> WHAT THIS TASK INVOLVES: Return the data below in full and exactly, except that the pictures are dropped.

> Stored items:
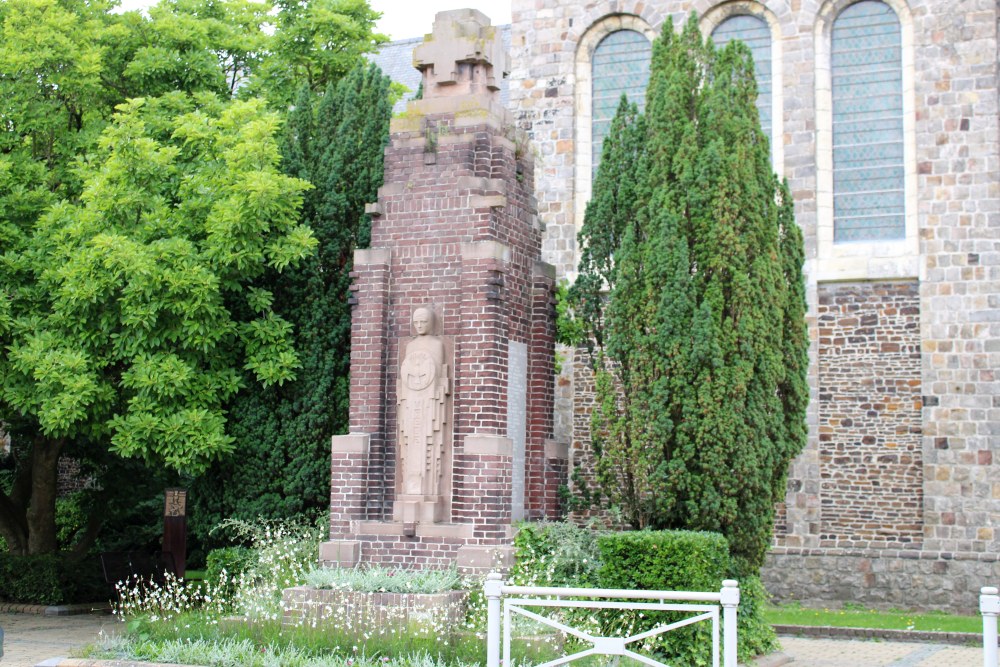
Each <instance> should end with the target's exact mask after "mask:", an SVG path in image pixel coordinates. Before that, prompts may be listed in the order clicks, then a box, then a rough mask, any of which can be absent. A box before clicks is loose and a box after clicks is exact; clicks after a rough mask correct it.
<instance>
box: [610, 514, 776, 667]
mask: <svg viewBox="0 0 1000 667" xmlns="http://www.w3.org/2000/svg"><path fill="white" fill-rule="evenodd" d="M598 547H599V549H600V553H601V569H600V571H599V573H598V584H599V586H600V587H601V588H625V589H640V590H661V591H717V590H719V589H720V588H721V587H722V581H723V580H724V579H727V578H731V577H732V567H733V566H732V562H731V560H730V555H729V545H728V543H727V542H726V539H725V538H724V537H723V536H722V535H720V534H718V533H708V532H693V531H683V530H677V531H672V530H665V531H634V532H623V533H608V534H606V535H602V536H601V537H600V538H599V539H598ZM766 597H767V593H766V592H765V590H764V587H763V585H762V584H761V582H760V579H759V578H756V577H750V578H744V579H743V580H742V581H740V606H739V612H738V615H737V619H738V624H739V628H738V632H739V658H740V660H741V661H742V662H747V661H749V660H750V659H751V658H753V657H754V656H755V655H759V654H762V653H767V652H770V651H773V650H774V649H775V648H776V647H777V640H776V638H775V635H774V631H773V629H772V628H771V627H770V626H769V625H768V624H767V622H766V621H765V620H764V617H763V607H764V602H765V600H766ZM690 615H691V614H690V613H685V612H669V613H663V614H645V615H643V614H640V613H634V614H615V615H614V616H611V615H607V616H604V617H602V629H604V630H608V631H611V630H614V631H615V632H616V633H619V634H629V635H631V634H636V633H639V632H642V631H644V630H648V629H651V628H653V627H655V626H657V625H659V624H661V623H671V622H674V621H677V620H680V619H682V618H686V617H688V616H690ZM660 637H661V638H662V639H660V640H659V641H658V642H655V643H650V644H649V645H648V649H649V650H651V651H653V652H654V653H657V654H659V655H661V657H667V658H669V662H670V664H671V665H674V666H675V667H694V666H699V667H700V666H701V665H708V664H710V663H711V649H710V647H711V626H710V625H709V624H707V623H696V624H693V625H690V626H687V627H684V628H679V629H677V630H673V631H671V632H668V633H665V634H663V635H660Z"/></svg>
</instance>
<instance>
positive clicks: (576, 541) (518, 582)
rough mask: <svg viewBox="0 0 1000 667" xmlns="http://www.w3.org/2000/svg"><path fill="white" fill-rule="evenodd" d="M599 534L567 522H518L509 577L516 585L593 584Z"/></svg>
mask: <svg viewBox="0 0 1000 667" xmlns="http://www.w3.org/2000/svg"><path fill="white" fill-rule="evenodd" d="M601 534H602V533H601V532H600V531H597V530H593V529H591V528H583V527H581V526H577V525H576V524H573V523H570V522H568V521H545V522H539V523H524V524H521V525H520V526H519V527H518V530H517V535H515V536H514V551H515V554H516V555H515V561H514V567H513V569H512V570H511V575H510V580H511V581H512V582H513V583H515V584H517V585H519V586H584V587H586V586H595V585H596V584H597V570H598V568H599V567H600V563H601V556H600V552H599V551H598V549H597V538H598V536H599V535H601Z"/></svg>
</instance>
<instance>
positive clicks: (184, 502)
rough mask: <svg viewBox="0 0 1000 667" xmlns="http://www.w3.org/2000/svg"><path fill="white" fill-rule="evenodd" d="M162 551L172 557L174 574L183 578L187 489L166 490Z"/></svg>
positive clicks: (186, 541)
mask: <svg viewBox="0 0 1000 667" xmlns="http://www.w3.org/2000/svg"><path fill="white" fill-rule="evenodd" d="M163 551H165V552H167V553H169V554H171V555H173V557H174V569H175V574H176V575H177V576H178V577H183V576H184V571H185V569H186V561H187V489H167V491H166V502H165V503H164V506H163Z"/></svg>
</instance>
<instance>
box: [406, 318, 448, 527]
mask: <svg viewBox="0 0 1000 667" xmlns="http://www.w3.org/2000/svg"><path fill="white" fill-rule="evenodd" d="M413 329H414V331H415V332H416V334H417V335H416V337H415V338H414V339H413V340H411V341H410V343H409V344H408V345H407V346H406V356H405V357H404V358H403V363H402V364H401V365H400V368H399V379H398V381H397V393H396V396H397V404H398V406H399V412H398V415H399V452H400V464H401V467H402V486H401V488H400V492H401V493H402V494H403V495H404V496H410V497H412V496H422V501H423V502H432V503H436V502H437V500H438V499H437V498H435V497H436V496H440V494H441V481H442V476H443V475H444V472H445V471H444V470H443V467H444V466H443V463H444V460H445V454H446V453H445V446H446V443H447V441H448V437H447V436H448V410H447V407H448V404H447V401H448V395H449V394H450V393H451V386H450V381H449V378H448V363H447V355H446V353H445V345H444V342H443V341H442V340H441V339H440V338H438V337H437V336H434V335H432V333H431V332H432V331H433V330H434V313H433V311H431V309H430V308H417V309H416V310H415V311H413ZM424 518H425V519H426V518H428V517H427V516H426V515H425V516H424Z"/></svg>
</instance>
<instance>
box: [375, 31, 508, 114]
mask: <svg viewBox="0 0 1000 667" xmlns="http://www.w3.org/2000/svg"><path fill="white" fill-rule="evenodd" d="M497 29H498V30H500V37H501V39H502V40H503V46H504V48H505V49H506V50H507V52H508V53H510V25H509V24H508V25H500V26H497ZM423 41H424V38H423V37H411V38H409V39H400V40H396V41H394V42H389V43H388V44H384V45H383V46H382V48H381V49H379V52H378V53H373V54H371V55H369V56H368V58H369V60H371V61H372V62H373V63H375V64H376V65H378V66H379V68H380V69H381V70H382V71H383V72H384V73H385V74H387V75H388V76H389V78H390V79H392V80H393V81H395V82H397V83H401V84H403V85H404V86H406V87H407V88H409V89H410V92H408V93H407V94H406V95H404V96H403V99H401V100H399V101H398V102H396V106H395V107H393V109H392V111H393V113H397V114H398V113H402V112H403V111H405V110H406V102H407V100H410V99H412V98H413V96H414V95H416V94H417V89H418V88H419V87H420V72H419V71H418V70H417V68H415V67H414V66H413V49H415V48H416V47H417V46H418V45H419V44H420V43H421V42H423ZM509 101H510V91H509V82H508V80H507V79H506V78H504V79H503V80H502V81H501V82H500V102H501V103H502V104H503V105H504V106H507V103H508V102H509Z"/></svg>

> TASK OUTPUT:
Each <instance> should end with the target's exact mask after "mask:", an SVG path in image pixel coordinates. Before that, prompts may be listed in the order clicks, then a box, then a rough mask, any of which can be absent. A box before clicks is loose and a box after clicks is exact; clicks after a rough mask correct it.
<instance>
box: [610, 514, 776, 667]
mask: <svg viewBox="0 0 1000 667" xmlns="http://www.w3.org/2000/svg"><path fill="white" fill-rule="evenodd" d="M598 547H599V549H600V553H601V569H600V571H599V573H598V584H599V586H600V587H601V588H625V589H640V590H661V591H717V590H719V589H720V588H721V587H722V581H723V580H724V579H727V578H731V577H732V567H733V566H732V562H731V560H730V555H729V545H728V543H727V542H726V539H725V538H724V537H723V536H722V535H720V534H718V533H708V532H693V531H683V530H677V531H672V530H665V531H634V532H623V533H608V534H606V535H602V536H601V537H600V538H599V539H598ZM766 597H767V593H766V592H765V590H764V587H763V585H762V584H761V582H760V579H759V578H756V577H750V578H744V579H743V580H742V581H740V606H739V612H738V615H737V619H738V624H739V628H738V632H739V658H740V660H741V661H742V662H747V661H749V660H750V659H751V658H753V657H754V656H755V655H759V654H762V653H767V652H770V651H773V650H774V649H775V648H776V647H777V640H776V638H775V635H774V631H773V629H772V628H771V627H770V626H769V625H768V624H767V622H766V621H765V620H764V617H763V607H764V602H765V600H766ZM690 615H691V614H690V613H685V612H669V613H663V614H645V615H643V614H640V613H634V614H615V615H614V616H611V615H607V616H604V617H602V629H604V630H608V631H611V630H614V631H615V632H616V633H619V634H629V635H631V634H636V633H639V632H642V631H644V630H648V629H651V628H653V627H655V626H657V625H659V624H661V623H671V622H674V621H677V620H680V619H682V618H686V617H688V616H690ZM660 637H661V638H662V639H660V640H659V641H658V642H655V643H650V644H649V645H648V649H649V650H651V651H653V652H654V653H657V654H659V655H661V657H667V658H669V662H670V664H671V665H674V666H675V667H694V666H699V667H700V666H701V665H708V664H710V663H711V649H710V647H711V626H710V625H709V624H707V623H696V624H693V625H690V626H687V627H684V628H679V629H677V630H673V631H671V632H668V633H665V634H663V635H660Z"/></svg>
</instance>
<instance>
positive clicks: (576, 541) (518, 582)
rough mask: <svg viewBox="0 0 1000 667" xmlns="http://www.w3.org/2000/svg"><path fill="white" fill-rule="evenodd" d="M599 534L567 522H518L509 577L516 585L593 584Z"/></svg>
mask: <svg viewBox="0 0 1000 667" xmlns="http://www.w3.org/2000/svg"><path fill="white" fill-rule="evenodd" d="M601 534H602V533H601V532H600V531H597V530H593V529H591V528H583V527H581V526H577V525H576V524H573V523H570V522H568V521H545V522H539V523H524V524H521V525H520V526H519V527H518V530H517V535H515V536H514V551H515V554H516V555H515V561H514V567H513V569H512V570H511V575H510V580H511V581H512V582H513V583H515V584H517V585H519V586H584V587H586V586H595V585H596V584H597V570H598V568H599V567H600V563H601V556H600V552H599V551H598V549H597V538H598V536H599V535H601Z"/></svg>
</instance>
<instance>
positive clicks: (184, 502)
rough mask: <svg viewBox="0 0 1000 667" xmlns="http://www.w3.org/2000/svg"><path fill="white" fill-rule="evenodd" d="M162 551L172 557L174 574L183 578L187 489L166 490Z"/></svg>
positive clicks: (186, 541)
mask: <svg viewBox="0 0 1000 667" xmlns="http://www.w3.org/2000/svg"><path fill="white" fill-rule="evenodd" d="M163 551H165V552H167V553H169V554H171V555H173V557H174V569H175V574H176V575H177V576H178V577H183V576H184V571H185V569H186V561H187V489H167V491H166V502H165V503H164V506H163Z"/></svg>
</instance>
<instance>
box: [406, 318, 448, 527]
mask: <svg viewBox="0 0 1000 667" xmlns="http://www.w3.org/2000/svg"><path fill="white" fill-rule="evenodd" d="M413 329H414V331H415V332H416V334H417V335H416V337H415V338H414V339H413V340H411V341H410V343H409V344H408V345H407V346H406V356H405V357H404V358H403V363H402V364H401V365H400V368H399V379H398V381H397V393H396V396H397V404H398V406H399V412H398V415H399V452H400V464H401V467H402V486H401V488H400V492H401V493H402V494H403V495H404V496H410V497H412V496H422V501H423V502H432V503H436V502H437V500H438V499H437V498H435V497H436V496H440V494H441V481H442V476H443V475H444V472H445V471H444V470H443V467H444V466H443V463H444V460H445V454H446V453H445V446H446V443H447V441H448V437H447V436H448V410H447V407H448V404H447V401H448V395H449V394H450V393H451V386H450V381H449V378H448V363H447V355H446V353H445V345H444V342H443V341H442V340H441V339H440V338H438V337H437V336H434V335H432V333H431V332H432V331H433V330H434V313H433V311H431V309H430V308H417V309H416V310H415V311H413ZM424 518H425V519H426V518H428V517H427V516H426V515H425V516H424Z"/></svg>
</instance>
<instance>
box: [375, 31, 508, 114]
mask: <svg viewBox="0 0 1000 667" xmlns="http://www.w3.org/2000/svg"><path fill="white" fill-rule="evenodd" d="M497 29H498V30H500V37H501V39H502V40H503V46H504V48H505V49H506V50H507V52H508V53H510V25H509V24H508V25H500V26H497ZM423 41H424V38H423V37H411V38H409V39H400V40H396V41H394V42H389V43H388V44H384V45H383V46H382V48H381V49H379V52H378V53H373V54H371V55H369V56H368V58H369V60H371V61H372V62H373V63H375V64H376V65H378V66H379V68H380V69H381V70H382V71H383V72H384V73H385V74H387V75H388V76H389V78H390V79H392V80H393V81H395V82H397V83H401V84H403V85H404V86H406V87H407V88H409V89H410V92H408V93H407V94H406V95H404V96H403V99H401V100H399V101H398V102H396V106H395V107H393V109H392V111H393V113H397V114H398V113H402V112H403V111H405V110H406V102H407V100H410V99H412V98H413V96H414V95H416V94H417V89H418V88H419V87H420V72H419V71H418V70H417V68H415V67H414V66H413V49H415V48H416V47H417V46H418V45H419V44H420V43H421V42H423ZM509 101H510V91H509V82H508V80H507V79H506V78H504V79H503V80H502V81H501V82H500V102H501V103H502V104H503V105H504V106H507V103H508V102H509Z"/></svg>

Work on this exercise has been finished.